** Supplied data follows **

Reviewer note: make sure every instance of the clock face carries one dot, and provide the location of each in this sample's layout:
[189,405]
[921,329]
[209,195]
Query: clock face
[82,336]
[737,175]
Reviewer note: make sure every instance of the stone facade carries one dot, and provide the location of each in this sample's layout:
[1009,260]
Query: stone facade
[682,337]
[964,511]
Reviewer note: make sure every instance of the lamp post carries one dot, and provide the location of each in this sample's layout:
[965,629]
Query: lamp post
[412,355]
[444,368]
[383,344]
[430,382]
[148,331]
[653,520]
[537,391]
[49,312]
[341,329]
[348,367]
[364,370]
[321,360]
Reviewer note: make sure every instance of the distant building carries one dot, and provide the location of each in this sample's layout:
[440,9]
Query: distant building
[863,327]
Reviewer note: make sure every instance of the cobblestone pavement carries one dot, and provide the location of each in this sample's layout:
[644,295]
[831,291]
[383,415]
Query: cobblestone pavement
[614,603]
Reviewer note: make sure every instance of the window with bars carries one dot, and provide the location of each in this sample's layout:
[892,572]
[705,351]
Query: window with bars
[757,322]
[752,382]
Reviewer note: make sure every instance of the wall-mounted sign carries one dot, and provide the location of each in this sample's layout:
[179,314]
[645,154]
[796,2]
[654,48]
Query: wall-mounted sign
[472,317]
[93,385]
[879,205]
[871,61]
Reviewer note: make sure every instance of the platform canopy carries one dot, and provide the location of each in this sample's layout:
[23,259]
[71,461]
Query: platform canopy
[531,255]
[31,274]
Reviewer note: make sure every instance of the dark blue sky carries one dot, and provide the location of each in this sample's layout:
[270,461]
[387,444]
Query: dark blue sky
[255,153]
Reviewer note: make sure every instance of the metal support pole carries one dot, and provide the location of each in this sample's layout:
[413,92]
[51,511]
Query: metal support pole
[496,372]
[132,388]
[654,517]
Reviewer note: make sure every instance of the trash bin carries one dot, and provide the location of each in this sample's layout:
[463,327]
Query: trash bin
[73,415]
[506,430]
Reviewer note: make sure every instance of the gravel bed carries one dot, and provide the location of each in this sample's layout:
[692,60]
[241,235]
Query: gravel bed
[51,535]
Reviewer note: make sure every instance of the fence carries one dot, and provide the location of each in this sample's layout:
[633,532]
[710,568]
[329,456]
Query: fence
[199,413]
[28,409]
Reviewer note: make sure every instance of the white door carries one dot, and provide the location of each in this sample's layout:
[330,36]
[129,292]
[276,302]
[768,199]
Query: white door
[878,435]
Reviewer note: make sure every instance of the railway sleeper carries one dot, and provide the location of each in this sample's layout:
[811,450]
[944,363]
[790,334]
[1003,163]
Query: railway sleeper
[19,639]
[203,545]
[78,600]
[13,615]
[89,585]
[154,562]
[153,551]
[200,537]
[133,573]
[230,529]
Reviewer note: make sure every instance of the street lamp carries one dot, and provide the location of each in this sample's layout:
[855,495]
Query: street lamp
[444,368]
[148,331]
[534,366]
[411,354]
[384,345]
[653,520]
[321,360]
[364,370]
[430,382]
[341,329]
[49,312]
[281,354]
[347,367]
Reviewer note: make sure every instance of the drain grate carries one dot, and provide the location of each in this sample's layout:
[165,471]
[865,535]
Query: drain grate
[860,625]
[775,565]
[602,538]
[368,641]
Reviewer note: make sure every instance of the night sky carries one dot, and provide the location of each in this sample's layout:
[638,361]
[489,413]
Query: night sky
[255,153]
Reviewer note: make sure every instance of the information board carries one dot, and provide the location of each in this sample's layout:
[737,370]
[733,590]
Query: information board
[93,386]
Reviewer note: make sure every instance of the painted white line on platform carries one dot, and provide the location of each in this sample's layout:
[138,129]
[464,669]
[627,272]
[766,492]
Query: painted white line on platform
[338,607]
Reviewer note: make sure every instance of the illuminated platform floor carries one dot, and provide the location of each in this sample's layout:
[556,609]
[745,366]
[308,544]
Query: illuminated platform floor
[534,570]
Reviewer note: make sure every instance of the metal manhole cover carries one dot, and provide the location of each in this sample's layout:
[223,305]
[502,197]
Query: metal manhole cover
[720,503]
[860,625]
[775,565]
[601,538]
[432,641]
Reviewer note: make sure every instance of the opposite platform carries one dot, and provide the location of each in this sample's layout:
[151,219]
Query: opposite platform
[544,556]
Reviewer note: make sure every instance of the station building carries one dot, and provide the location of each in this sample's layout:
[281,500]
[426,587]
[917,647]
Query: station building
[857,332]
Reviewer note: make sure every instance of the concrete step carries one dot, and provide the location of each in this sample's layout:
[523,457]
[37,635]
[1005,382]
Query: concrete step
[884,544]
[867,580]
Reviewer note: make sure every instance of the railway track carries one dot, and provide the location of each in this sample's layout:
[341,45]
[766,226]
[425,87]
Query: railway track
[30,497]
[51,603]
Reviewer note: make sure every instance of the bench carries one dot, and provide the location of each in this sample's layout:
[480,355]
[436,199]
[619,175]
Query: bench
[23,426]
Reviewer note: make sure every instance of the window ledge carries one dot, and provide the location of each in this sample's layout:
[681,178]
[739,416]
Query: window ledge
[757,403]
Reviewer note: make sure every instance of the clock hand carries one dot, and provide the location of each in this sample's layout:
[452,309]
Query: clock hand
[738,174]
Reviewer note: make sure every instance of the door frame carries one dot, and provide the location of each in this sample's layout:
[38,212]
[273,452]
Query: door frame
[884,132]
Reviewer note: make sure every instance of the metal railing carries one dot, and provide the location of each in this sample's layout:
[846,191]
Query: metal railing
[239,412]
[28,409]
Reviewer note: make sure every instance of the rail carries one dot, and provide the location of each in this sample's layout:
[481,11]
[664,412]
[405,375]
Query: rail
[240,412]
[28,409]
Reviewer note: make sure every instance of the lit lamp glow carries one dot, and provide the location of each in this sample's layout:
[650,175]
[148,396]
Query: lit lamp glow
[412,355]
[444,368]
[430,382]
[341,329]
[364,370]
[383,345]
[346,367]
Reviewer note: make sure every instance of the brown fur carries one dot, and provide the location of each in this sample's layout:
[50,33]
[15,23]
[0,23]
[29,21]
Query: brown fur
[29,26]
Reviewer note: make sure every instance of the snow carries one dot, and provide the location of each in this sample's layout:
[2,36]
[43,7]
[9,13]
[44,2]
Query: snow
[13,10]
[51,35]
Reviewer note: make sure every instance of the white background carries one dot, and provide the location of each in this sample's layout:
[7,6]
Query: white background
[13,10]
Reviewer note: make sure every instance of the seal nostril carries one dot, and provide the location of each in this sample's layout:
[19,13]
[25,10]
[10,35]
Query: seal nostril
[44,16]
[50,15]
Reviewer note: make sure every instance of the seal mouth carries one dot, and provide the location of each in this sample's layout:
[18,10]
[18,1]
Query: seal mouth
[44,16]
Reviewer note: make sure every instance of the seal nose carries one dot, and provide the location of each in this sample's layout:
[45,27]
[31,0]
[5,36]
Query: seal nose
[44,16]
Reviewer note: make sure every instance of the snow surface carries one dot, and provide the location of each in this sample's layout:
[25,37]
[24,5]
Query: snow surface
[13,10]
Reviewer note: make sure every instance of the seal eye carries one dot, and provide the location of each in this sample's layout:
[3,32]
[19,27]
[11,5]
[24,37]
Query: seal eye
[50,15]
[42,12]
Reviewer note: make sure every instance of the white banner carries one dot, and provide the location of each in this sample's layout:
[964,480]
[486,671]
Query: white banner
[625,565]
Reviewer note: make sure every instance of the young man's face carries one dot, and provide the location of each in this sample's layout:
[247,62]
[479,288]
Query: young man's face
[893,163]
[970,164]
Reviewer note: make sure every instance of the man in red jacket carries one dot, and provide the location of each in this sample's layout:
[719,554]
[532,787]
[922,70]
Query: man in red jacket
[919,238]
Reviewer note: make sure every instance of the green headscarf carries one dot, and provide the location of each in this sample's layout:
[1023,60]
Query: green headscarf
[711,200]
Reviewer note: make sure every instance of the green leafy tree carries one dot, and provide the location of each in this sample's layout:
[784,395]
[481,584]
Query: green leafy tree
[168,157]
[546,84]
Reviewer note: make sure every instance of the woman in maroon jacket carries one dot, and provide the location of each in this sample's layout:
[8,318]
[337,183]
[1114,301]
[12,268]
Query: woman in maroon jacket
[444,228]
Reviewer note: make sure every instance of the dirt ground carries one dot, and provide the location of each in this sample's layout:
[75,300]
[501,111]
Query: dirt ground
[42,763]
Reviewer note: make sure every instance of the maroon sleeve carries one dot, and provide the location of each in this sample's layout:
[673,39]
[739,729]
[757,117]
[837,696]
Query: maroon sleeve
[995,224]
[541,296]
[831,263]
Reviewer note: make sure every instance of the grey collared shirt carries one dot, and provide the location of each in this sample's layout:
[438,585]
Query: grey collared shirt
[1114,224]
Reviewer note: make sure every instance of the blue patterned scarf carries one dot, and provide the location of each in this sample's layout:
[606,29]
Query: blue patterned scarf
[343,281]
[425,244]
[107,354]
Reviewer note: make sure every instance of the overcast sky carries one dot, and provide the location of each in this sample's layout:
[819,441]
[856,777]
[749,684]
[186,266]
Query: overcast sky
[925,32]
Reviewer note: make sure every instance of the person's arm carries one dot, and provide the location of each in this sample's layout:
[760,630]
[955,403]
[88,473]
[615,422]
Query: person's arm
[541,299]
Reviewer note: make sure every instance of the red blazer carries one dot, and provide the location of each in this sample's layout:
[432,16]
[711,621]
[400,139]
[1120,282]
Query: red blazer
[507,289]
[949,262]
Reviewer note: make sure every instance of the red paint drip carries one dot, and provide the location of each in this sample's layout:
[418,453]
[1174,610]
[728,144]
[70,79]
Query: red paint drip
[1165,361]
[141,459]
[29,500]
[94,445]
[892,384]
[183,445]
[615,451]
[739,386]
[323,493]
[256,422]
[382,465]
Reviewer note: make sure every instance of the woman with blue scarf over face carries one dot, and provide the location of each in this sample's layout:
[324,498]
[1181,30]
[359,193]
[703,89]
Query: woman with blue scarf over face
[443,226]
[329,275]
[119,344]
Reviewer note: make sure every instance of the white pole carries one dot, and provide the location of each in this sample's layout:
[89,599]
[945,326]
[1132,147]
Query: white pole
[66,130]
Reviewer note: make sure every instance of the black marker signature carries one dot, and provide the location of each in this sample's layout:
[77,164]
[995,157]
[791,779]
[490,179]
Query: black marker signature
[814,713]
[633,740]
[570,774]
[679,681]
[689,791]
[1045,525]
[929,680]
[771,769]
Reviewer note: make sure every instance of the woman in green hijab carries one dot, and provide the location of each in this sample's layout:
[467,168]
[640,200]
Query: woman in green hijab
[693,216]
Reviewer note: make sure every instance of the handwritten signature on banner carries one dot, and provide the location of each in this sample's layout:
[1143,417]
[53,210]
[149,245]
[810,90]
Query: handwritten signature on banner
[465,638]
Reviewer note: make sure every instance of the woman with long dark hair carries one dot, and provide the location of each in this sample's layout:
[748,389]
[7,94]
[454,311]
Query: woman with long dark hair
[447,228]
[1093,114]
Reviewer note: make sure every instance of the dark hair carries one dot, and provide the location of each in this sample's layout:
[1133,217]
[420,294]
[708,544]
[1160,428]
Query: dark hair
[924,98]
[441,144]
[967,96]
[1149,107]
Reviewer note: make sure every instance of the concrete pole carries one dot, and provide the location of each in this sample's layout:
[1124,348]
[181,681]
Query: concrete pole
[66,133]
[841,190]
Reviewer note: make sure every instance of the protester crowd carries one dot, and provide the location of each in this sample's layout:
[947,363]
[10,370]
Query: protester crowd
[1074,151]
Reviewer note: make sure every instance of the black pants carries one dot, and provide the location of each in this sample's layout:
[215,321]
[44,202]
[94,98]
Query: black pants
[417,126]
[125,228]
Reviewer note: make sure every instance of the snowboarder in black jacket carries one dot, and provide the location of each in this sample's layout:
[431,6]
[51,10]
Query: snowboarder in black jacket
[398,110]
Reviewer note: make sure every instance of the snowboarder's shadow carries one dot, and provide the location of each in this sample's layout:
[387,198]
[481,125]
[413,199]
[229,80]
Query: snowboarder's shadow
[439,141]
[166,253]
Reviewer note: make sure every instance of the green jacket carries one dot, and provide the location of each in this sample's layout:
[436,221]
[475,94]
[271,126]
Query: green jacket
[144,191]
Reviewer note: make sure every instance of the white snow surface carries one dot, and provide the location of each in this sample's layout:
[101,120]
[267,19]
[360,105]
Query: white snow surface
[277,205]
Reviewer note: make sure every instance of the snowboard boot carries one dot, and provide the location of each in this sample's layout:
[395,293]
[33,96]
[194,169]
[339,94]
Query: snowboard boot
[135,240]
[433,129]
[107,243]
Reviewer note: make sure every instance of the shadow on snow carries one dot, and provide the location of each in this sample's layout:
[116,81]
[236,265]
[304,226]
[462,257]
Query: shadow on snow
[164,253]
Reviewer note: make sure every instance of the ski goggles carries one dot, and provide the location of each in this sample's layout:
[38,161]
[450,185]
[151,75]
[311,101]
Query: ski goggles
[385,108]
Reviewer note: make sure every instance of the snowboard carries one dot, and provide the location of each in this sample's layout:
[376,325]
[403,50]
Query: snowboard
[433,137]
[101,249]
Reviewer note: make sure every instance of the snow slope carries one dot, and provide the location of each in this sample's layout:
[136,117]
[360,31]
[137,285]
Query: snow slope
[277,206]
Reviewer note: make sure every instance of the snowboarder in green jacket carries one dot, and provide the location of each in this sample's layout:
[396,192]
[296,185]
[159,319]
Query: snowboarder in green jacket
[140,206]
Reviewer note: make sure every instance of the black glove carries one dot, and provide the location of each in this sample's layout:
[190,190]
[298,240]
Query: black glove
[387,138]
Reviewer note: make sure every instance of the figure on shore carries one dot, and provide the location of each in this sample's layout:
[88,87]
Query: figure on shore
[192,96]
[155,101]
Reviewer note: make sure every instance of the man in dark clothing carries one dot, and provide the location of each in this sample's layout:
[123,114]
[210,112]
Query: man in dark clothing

** End of Supplied data **

Exercise details: Which lines contain "clothing"? Copy each of them from the listing.

Expected answer:
Reviewer note: make sure every instance of the man in dark clothing carries one dot, and provide the location of each in this sample's layout:
Query: man in dark clothing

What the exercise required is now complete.